▶ _Problem_: All of the records below should be output exactly.

>> begin Data supplied

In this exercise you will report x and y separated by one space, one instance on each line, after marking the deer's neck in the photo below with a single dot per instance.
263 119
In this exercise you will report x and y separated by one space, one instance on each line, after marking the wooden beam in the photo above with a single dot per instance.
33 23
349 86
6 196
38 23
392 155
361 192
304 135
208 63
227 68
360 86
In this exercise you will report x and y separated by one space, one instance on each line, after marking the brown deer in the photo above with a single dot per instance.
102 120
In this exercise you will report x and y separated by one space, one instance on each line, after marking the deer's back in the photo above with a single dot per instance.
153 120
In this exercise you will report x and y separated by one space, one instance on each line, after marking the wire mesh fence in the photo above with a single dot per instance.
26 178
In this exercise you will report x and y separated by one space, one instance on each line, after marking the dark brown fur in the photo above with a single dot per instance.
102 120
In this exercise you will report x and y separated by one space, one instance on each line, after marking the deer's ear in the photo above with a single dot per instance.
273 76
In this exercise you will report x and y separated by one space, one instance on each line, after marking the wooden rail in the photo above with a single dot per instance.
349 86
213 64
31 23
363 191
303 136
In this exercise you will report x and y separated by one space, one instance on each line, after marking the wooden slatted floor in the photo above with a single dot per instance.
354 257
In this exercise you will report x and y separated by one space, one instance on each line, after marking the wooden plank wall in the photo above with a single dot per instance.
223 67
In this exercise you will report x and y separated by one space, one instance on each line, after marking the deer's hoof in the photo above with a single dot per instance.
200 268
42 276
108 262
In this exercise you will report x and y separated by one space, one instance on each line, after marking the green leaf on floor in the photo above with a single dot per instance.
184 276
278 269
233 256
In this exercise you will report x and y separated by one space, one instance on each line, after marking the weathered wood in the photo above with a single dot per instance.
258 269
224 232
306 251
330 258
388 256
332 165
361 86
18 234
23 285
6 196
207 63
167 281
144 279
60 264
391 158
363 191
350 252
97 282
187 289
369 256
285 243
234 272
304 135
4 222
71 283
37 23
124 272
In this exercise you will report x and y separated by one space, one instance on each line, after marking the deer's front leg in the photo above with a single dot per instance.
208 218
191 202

>> end Data supplied

▶ _Output of the exercise_:
In this exercise you will report x and y separated by one space, one instance on each line, after marking the deer's neck in the photo below with a single dot per instance.
263 119
In this exercise you will report x and y separated by one space, one instance on each line, after marking the wooden beam in the photo above with a single dot per instance.
33 23
349 86
6 196
38 23
392 155
361 192
304 135
208 63
227 68
360 86
In this exercise you will report x and y separated by one space, one instance on each line, after marking the brown deer in the photo above with a single dot per instance.
102 120
In this exercise you will report x and y separated by one space, one instance on each line, after marking the deer's back in the photo above with a single dot per instance.
153 120
In this exercise you will report x and y separated by one space, one instance on each line, after marking the wire mesh fence in the photo above with a single dot per instance.
26 178
In this exercise you will report x and y separated by one space, one instance on each line, after marking the dark brown fur in the photo above with a single dot per instance.
102 120
In this exercise you will report x and y separated by one space, one instance on each line, after marking the deer's ear in the photo above with a single dot per instance.
273 76
In this exercise you will report x and y separated by one space, one instance on each line, after marking the wooden rail in the photo above with a single dot per instance.
349 86
213 64
31 23
363 191
303 136
In this exercise you will report x and y separated by one space, one instance on each line, after marking the wooden slatted floor in the photo above with a single dot per instance.
354 257
In this exercise you will report x and y separated by one space, one instance on each line, after marking the wooden plank wall in the photo above with a single dot per instance.
223 67
In this exercise you will report x and y separated by one space, one instance on each line, after marking the deer's hoof in the photo above with a single dot per instance.
200 268
42 276
108 262
In this exercise you will report x and y separated by one space, one instance on each line, after marking the green leaf on floor in the photo above with a single dot per instance.
184 276
278 269
233 256
In this exercise you will report x and y separated by one space, one instance on each line, after marking the weathered wood in the photo above with a single dot per instance.
258 269
224 232
306 251
330 258
388 256
332 165
361 86
18 234
23 285
6 196
207 63
167 281
144 279
60 264
391 158
363 191
350 252
97 282
187 289
369 256
285 243
234 272
304 135
4 222
71 283
37 23
124 272
In this exercise you will report x and y separated by one space, one instance on each line, after marking the deer's front leg in the photo above with a single dot per instance.
208 218
191 202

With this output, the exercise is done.